▶ Prompt
Change "gabled roof" to "tiled roof" in the entries from the line with "Practice: locate the parked" to the line with "pixel 328 102". Write those lines out again with everything else left the same.

▶ Recorded data
---

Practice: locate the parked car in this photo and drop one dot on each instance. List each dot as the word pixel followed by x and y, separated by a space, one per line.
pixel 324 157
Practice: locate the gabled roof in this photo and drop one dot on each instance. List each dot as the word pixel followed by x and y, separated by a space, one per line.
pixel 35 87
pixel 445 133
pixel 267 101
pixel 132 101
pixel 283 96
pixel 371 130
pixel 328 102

---

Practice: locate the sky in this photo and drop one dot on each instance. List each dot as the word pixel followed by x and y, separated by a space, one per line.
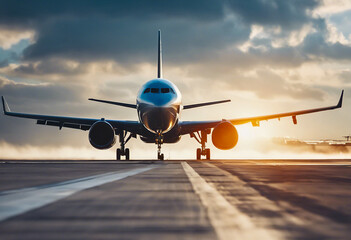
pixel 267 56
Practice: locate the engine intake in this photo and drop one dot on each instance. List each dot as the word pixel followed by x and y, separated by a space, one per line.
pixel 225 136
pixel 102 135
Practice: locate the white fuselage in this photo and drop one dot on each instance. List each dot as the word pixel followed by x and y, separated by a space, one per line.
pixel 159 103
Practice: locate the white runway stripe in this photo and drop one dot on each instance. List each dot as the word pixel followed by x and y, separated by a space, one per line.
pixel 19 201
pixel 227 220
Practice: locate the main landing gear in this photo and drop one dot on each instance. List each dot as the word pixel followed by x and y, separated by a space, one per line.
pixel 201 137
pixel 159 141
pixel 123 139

---

▶ Task answer
Practice: locate the parked car in this photo and drop one dot on each instance. List each dot as the word pixel followed by x and y, separated by a space, one per line.
pixel 324 157
Practice: locate the tiled roof in this photo and drop one dot on each instance. List each dot as the word pixel followed by x and y, separated by a space, one per line.
pixel 35 87
pixel 445 133
pixel 267 101
pixel 132 101
pixel 283 96
pixel 371 130
pixel 328 102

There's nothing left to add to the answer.